Selected passage |
* * * * *
Polygon
Regular polygon area and perimeter
About This Calculator
A regular polygon has all sides equal and all interior angles equal. From triangles to hexagons to dodecagons, regular polygons appear in architecture, tiling, and engineering. As the number of sides increases, a regular polygon approaches a circle.
Formula
Perimeter = n * side
Area = (n * side^2) / (4 * tan(pi/n))
Interior angle = (n-2) * 180 / n degrees
Example Calculation
Regular hexagon with side length 6
- Perimeter = 6 * 6 = 36
- Area = (6 * 36) / (4 * tan(pi/6)) = 216 / (4 * 0.5774) = 216 / 2.309 = 93.53
- Interior angle = (6-2) * 180 / 6 = 120°
Perimeter=36; Area≈93.53; Interior angle=120°
Regular Polygon Properties
| Shape | Sides | Interior Angle | Area (side=1) |
|---|---|---|---|
| Triangle | 3 | 60° | 0.433 |
| Square | 4 | 90° | 1.000 |
| Pentagon | 5 | 108° | 1.720 |
| Hexagon | 6 | 120° | 2.598 |
| Octagon | 8 | 135° | 4.828 |
| Decagon | 10 | 144° | 7.694 |
| Dodecagon | 12 | 150° | 11.196 |
Frequently Asked Questions
Why do bees build hexagonal honeycombs?
* * * * *
Extracted data |
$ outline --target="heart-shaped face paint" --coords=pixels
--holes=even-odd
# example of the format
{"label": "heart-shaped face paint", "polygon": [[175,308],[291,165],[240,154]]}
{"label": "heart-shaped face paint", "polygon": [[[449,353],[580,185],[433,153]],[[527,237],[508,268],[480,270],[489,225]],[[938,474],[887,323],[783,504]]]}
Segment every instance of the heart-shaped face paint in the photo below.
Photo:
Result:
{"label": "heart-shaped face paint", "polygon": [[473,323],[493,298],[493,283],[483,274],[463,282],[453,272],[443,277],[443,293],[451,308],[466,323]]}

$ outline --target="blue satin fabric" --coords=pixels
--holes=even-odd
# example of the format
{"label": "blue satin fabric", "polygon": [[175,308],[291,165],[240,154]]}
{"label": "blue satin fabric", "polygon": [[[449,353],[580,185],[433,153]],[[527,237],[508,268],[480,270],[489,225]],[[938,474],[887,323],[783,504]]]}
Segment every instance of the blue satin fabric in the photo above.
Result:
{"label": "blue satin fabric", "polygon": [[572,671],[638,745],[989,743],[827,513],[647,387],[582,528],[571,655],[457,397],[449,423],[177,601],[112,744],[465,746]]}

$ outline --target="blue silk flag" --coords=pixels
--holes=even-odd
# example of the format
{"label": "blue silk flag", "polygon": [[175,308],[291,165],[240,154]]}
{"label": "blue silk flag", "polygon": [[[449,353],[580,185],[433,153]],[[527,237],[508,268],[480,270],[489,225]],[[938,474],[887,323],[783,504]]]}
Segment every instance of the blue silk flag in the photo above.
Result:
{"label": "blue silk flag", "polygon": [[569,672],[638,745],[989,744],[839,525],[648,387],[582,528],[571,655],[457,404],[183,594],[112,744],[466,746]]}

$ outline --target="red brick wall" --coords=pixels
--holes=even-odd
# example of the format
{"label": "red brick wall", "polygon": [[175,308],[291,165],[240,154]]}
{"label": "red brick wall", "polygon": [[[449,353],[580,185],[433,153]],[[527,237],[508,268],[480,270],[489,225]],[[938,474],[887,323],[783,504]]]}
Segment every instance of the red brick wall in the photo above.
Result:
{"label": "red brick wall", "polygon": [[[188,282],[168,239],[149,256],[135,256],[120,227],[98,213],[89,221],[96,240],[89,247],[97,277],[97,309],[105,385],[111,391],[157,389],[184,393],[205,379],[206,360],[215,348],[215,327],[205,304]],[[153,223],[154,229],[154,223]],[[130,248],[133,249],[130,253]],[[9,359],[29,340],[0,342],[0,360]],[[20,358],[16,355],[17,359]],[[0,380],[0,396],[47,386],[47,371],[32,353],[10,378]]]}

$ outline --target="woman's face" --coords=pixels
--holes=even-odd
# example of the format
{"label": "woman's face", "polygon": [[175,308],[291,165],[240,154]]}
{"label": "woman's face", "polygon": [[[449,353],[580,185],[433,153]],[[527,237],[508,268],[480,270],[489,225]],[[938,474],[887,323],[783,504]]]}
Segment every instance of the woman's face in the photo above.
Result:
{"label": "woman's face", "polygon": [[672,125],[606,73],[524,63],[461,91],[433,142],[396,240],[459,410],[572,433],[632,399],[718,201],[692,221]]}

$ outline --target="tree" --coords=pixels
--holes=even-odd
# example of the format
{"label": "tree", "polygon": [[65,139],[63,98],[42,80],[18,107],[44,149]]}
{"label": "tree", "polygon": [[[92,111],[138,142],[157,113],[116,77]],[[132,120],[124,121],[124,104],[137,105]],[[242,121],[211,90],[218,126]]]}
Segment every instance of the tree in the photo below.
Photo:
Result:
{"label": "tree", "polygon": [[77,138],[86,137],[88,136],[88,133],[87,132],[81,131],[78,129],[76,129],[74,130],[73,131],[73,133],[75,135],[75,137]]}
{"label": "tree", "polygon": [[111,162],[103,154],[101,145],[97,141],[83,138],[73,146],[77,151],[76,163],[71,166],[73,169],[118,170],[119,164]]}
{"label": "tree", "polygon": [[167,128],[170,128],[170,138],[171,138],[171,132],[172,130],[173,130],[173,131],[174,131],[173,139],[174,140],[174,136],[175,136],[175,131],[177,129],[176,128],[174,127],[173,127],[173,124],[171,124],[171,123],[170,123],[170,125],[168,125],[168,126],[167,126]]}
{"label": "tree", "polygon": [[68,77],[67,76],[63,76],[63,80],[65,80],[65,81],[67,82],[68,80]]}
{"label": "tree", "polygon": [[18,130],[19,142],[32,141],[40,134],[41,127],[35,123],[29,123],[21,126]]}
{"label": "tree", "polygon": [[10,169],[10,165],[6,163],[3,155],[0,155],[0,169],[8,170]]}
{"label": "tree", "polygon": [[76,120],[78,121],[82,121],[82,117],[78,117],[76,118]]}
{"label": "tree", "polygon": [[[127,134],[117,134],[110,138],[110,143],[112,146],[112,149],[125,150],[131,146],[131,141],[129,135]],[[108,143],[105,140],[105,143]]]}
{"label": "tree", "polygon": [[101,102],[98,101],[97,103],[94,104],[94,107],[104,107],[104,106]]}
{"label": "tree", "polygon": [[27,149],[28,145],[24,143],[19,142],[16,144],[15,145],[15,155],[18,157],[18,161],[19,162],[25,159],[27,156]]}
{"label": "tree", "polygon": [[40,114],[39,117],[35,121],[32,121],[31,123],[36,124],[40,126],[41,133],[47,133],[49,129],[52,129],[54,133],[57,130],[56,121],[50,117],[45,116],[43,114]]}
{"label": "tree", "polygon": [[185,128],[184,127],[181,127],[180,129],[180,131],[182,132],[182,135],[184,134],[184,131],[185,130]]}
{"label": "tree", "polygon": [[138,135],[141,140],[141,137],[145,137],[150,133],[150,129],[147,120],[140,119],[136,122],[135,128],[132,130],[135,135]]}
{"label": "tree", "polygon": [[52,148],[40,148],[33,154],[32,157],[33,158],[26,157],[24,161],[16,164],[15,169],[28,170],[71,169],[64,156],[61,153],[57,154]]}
* * * * *
List every shape in the table of regular polygon properties on the polygon calculator page, giving each one's number of sides.

Triangle, 3
Square, 4
Pentagon, 5
Hexagon, 6
Octagon, 8
Decagon, 10
Dodecagon, 12